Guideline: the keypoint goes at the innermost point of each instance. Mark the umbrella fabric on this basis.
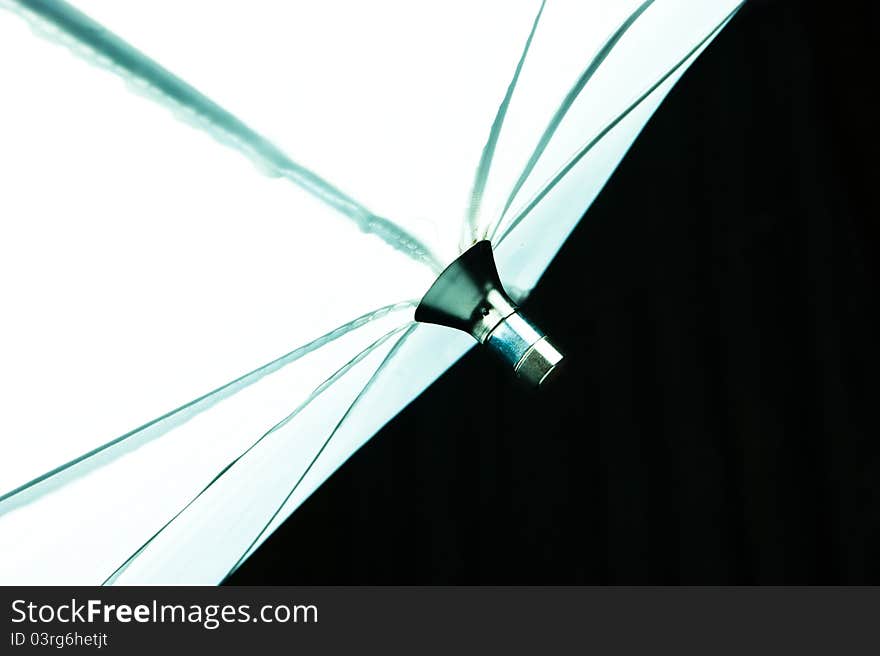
(210, 308)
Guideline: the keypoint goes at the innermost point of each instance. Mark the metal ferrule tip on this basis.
(469, 296)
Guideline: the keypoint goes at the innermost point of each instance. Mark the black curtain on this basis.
(717, 422)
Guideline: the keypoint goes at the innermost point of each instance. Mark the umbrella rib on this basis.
(481, 175)
(107, 50)
(605, 130)
(367, 386)
(177, 417)
(320, 389)
(572, 95)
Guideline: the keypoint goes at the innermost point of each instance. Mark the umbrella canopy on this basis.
(209, 309)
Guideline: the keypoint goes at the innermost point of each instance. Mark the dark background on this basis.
(717, 422)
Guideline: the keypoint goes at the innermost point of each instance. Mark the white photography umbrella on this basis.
(207, 310)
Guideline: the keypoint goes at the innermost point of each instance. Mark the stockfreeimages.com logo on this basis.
(210, 616)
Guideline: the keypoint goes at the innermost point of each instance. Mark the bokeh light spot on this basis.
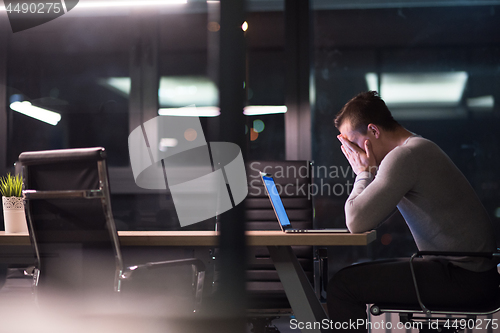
(253, 135)
(190, 134)
(258, 125)
(386, 239)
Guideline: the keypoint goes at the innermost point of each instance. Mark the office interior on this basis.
(107, 70)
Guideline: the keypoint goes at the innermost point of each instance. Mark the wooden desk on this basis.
(209, 238)
(305, 304)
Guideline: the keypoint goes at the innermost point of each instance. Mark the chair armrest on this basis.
(200, 266)
(87, 194)
(199, 276)
(488, 255)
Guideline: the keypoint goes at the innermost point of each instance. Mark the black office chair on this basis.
(266, 296)
(421, 314)
(71, 225)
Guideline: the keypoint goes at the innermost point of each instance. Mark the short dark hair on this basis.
(364, 109)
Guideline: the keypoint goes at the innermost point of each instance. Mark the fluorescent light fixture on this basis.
(482, 103)
(256, 110)
(121, 85)
(191, 111)
(409, 89)
(174, 91)
(179, 91)
(141, 3)
(30, 110)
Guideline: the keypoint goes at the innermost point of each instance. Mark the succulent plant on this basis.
(11, 186)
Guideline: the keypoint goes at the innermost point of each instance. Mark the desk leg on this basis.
(305, 304)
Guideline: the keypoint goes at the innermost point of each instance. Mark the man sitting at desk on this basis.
(396, 168)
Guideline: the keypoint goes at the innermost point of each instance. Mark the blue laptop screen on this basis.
(276, 200)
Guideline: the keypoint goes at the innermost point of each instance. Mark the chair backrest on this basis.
(292, 178)
(69, 218)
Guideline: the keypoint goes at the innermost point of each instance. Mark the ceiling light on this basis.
(482, 103)
(255, 110)
(411, 89)
(41, 114)
(204, 111)
(142, 3)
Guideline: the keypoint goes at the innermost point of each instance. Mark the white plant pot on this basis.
(14, 215)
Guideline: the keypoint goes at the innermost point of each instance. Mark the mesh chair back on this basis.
(74, 237)
(292, 179)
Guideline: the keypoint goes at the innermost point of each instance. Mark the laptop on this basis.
(279, 209)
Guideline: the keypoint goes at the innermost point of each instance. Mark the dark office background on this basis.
(64, 66)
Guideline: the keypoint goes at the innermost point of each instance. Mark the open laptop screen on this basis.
(272, 191)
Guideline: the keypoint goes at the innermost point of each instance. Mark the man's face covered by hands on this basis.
(358, 148)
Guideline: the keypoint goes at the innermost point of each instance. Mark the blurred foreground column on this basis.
(231, 298)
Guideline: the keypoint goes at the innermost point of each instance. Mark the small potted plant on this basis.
(14, 215)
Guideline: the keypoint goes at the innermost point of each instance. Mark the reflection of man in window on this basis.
(398, 169)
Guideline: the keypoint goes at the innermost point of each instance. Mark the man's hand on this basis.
(360, 160)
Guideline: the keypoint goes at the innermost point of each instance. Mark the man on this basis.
(397, 169)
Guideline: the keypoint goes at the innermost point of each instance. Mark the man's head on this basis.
(364, 109)
(366, 117)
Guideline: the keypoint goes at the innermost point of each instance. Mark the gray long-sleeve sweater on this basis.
(439, 205)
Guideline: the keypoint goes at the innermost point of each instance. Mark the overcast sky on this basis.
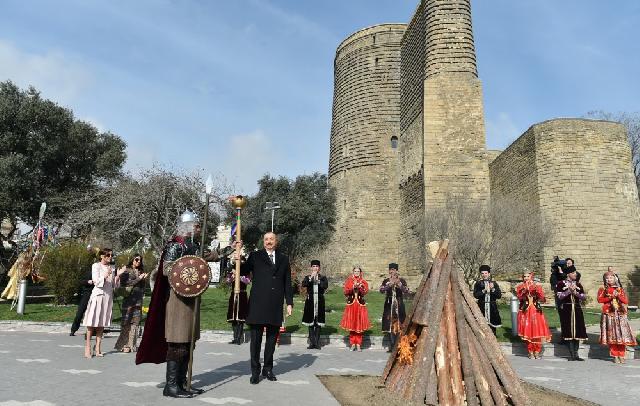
(244, 87)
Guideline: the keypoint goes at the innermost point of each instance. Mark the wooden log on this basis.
(416, 386)
(423, 308)
(507, 376)
(463, 339)
(453, 354)
(431, 395)
(482, 383)
(435, 314)
(445, 396)
(496, 389)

════════════════

→ What you have to do: If a record contains a picture, drop the picture and repeat the rest exactly.

→ Problem solution:
Guideline: the keypoint goes at the innermost point of each instance. Mark the umbrella fabric on this basis.
(210, 308)
Guideline: the keypoint goes at the innermost point of each instance. Mark the metal ferrule tip on this basis.
(469, 296)
Guideline: the keypoint goes at the innermost point of each instance. Mark the black curtain on this basis.
(717, 422)
Guideline: the keypoint goes at the innermost point of each instance. Mark the umbrella rib on this basis.
(481, 175)
(107, 50)
(605, 130)
(367, 386)
(177, 417)
(320, 389)
(572, 95)
Guideline: the keypoint goes at the innermost point of each instance. Mark the umbrella canopy on this basis.
(209, 309)
Guideline: the keypoint goes at the innermost point of each instance. Mark the dark background on this basis.
(717, 422)
Guideline: the keypoint goes at the innermost point of each instance. Mark the white photography umbrella on this basis.
(207, 310)
Guideline: the keypoint goes at the innermost point of each instance. Mark the stockfreeimages.com logo on this basis.
(210, 616)
Guideline: the keypoint goes at the innermost point of each instance. Mark the bokeh light spot on this basis.
(253, 135)
(190, 134)
(258, 125)
(386, 239)
Guideline: the keypoint goes at the innermost point of each instance. Mark the office interior on this basis.
(107, 70)
Guideline: the keypoint goes at the innermost point of each instance. Mark the wooden desk on this basis.
(209, 238)
(305, 304)
Guideline: the keypoint goes at the innermost point of each instance. Mark the chair armrest on this basis.
(200, 266)
(87, 194)
(199, 276)
(488, 255)
Guideline: the keypoint goes at the innermost point of each instance. Mark the black office chair on this basis.
(266, 296)
(421, 314)
(71, 225)
Guideline: the keypoint goes at the innermost point of each instance. Mark the short dark hair on this basis.
(364, 109)
Guideline: the keypoint goes at the innermost point of each instance. Mark the fluorescent light fixture on this basis.
(482, 103)
(256, 110)
(121, 85)
(191, 111)
(409, 89)
(174, 91)
(179, 91)
(141, 3)
(30, 110)
Guideline: the keypoint goes at the innermost point of each instance. Mark the succulent plant on this basis.
(11, 186)
Guideline: the keypoint goes at the innermost point of each instance. Mark the desk leg on this basis.
(305, 304)
Guideline: the keypoint goes at the innermost point of each instance. Mark the man sitting at desk on this basis.
(396, 168)
Guideline: the keypoint goes at the innermost point of each instance. Mark the blue laptop screen on this basis.
(276, 200)
Guideline: the keypoint goes at the innermost point of each instance. Mark the chair backrest on this basis.
(292, 178)
(69, 218)
Guideline: the keypoint goes at the innermost point of each instance. Mark the ceiling light on this basis.
(482, 103)
(255, 110)
(411, 89)
(41, 114)
(204, 111)
(142, 3)
Guideline: the keypoint goes at the innermost point of each instance. Mark the white plant pot on this basis.
(14, 215)
Guideline: the keypoint goes at the innermost point of each instance. Mark the mesh chair back on this basis.
(74, 237)
(292, 179)
Guideline: the keypoint goes at the innermost point of each instance. Mark the laptop on this basis.
(279, 209)
Guideline: the keypoint goes at the innermost point of each instance. Mark the dark office background on this basis.
(64, 66)
Guideline: the keypoint goes at the innermost point of each instance. Mark the open laptop screen on this basis.
(272, 191)
Guideline: the keypoint goes at the innermost point of each instance. Mark the man's face covered by hands on this basis.
(358, 148)
Guideline: the keypoint goes at the innermost point of each instance. Mark the blurred foreground column on this basis.
(231, 298)
Guideline: the keypoint goes at the innermost point of each instance. Mark the small potted plant on this basis.
(14, 215)
Guideline: the keypoint goes at the innermost point of each instance. Mark the reflection of man in window on this basis.
(398, 169)
Guideline: the keypoint goes at the innermost point of each instance. Mark the man's hand on this basis.
(360, 160)
Guideline: the keypoint goes at the innermost point of each instance. Mark the man on this basis.
(397, 169)
Guideline: the keypoint goes at the innermost point of each instance. Mark the man's head on this basis.
(364, 109)
(366, 117)
Guideline: the keypoint goes at the innermost point of each instance. Mark the gray long-sleeve sweater on this basis.
(439, 205)
Guideline: the keypoint goes at the innermost point of each instance. Mark the overcast sky on this basis.
(244, 87)
Guideline: the keypoint goes at the innermost point of each instance. Mark the wooden log on this basis.
(416, 386)
(423, 308)
(507, 376)
(463, 339)
(453, 354)
(431, 395)
(482, 383)
(435, 314)
(445, 396)
(496, 389)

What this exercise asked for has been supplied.